• **What the exercise asks**
Rewrite the listing from its start through the line containing "M 70 61 L 72", replacing "fish mouth" with "fish jaw" and changing nothing else. Leave the pictures out of your answer.

**** Given data

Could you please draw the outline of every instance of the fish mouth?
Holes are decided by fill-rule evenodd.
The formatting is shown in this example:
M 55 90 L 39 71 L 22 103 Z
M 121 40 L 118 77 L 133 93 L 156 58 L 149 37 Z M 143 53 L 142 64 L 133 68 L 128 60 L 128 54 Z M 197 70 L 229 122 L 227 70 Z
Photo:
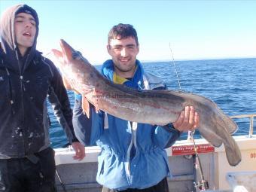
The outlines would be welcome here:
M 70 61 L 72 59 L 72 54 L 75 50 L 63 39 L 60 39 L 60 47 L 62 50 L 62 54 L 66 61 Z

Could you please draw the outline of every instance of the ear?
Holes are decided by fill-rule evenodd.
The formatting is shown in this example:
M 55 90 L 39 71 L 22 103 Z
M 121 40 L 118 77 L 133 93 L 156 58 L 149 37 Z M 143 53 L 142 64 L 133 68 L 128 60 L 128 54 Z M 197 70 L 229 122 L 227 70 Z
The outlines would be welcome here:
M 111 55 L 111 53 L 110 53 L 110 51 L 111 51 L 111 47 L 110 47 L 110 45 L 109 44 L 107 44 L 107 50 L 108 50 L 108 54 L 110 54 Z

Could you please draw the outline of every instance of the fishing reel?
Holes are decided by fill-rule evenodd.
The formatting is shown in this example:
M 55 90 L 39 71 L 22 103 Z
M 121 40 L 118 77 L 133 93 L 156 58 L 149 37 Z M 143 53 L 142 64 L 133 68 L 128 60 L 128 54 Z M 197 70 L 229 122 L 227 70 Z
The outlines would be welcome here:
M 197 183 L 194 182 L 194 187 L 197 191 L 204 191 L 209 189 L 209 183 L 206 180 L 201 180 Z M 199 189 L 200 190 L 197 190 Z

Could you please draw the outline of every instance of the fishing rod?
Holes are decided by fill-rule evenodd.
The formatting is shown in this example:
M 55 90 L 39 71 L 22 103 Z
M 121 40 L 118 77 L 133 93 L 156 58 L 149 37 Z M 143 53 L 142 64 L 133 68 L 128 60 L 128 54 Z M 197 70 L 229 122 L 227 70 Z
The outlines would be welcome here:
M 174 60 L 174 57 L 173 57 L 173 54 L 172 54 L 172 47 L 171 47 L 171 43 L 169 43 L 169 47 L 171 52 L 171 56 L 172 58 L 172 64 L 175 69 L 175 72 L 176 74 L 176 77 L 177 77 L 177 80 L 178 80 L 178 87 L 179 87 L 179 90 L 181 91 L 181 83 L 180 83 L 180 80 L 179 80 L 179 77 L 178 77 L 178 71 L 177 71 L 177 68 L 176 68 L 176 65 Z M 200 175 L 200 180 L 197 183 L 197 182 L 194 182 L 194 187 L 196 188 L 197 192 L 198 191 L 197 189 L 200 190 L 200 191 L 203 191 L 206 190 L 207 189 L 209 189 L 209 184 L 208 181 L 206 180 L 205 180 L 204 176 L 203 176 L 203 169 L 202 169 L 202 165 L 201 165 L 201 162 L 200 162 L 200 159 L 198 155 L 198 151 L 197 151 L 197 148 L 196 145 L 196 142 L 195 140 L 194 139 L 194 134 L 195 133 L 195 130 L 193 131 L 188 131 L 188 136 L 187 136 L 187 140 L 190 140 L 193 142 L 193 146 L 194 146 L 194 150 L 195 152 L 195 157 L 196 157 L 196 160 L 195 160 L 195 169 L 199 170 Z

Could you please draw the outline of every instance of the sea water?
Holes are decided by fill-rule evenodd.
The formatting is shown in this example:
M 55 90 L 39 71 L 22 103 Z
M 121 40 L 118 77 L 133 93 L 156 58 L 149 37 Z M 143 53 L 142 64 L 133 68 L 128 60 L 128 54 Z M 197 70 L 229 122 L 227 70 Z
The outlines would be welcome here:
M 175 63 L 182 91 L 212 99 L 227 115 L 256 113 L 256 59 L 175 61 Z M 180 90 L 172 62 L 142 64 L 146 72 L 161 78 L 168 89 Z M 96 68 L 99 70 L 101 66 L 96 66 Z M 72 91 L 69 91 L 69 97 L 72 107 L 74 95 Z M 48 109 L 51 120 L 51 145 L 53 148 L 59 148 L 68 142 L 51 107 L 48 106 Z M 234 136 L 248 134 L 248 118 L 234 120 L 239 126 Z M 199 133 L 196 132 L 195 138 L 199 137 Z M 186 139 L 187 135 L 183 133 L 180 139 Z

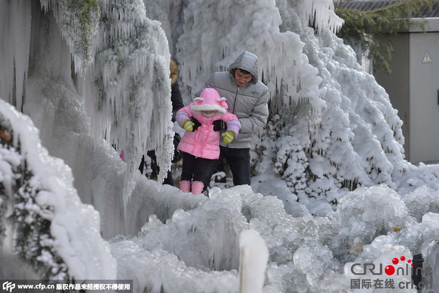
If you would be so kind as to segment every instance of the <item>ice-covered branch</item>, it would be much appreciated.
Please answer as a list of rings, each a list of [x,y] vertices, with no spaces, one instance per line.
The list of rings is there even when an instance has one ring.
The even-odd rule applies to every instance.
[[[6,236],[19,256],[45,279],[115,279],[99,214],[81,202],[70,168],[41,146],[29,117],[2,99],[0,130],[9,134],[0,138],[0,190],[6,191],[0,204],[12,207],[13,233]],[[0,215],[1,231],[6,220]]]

********

• **Result below**
Could you please draw the outline of every instance of the fish jaw?
Holes are decided by fill-rule evenodd.
The formatting is shown in this example:
M 55 90 L 39 71 L 22 103 Z
M 121 40 L 118 77 L 133 93 L 156 58 L 149 37 Z M 143 53 L 142 64 L 133 68 L 128 60 L 128 54 Z M 197 70 L 229 122 L 227 70 Z
Photo:
The outlines would be welcome here:
M 70 61 L 72 59 L 72 54 L 75 50 L 63 39 L 60 39 L 60 47 L 62 50 L 62 54 L 66 61 Z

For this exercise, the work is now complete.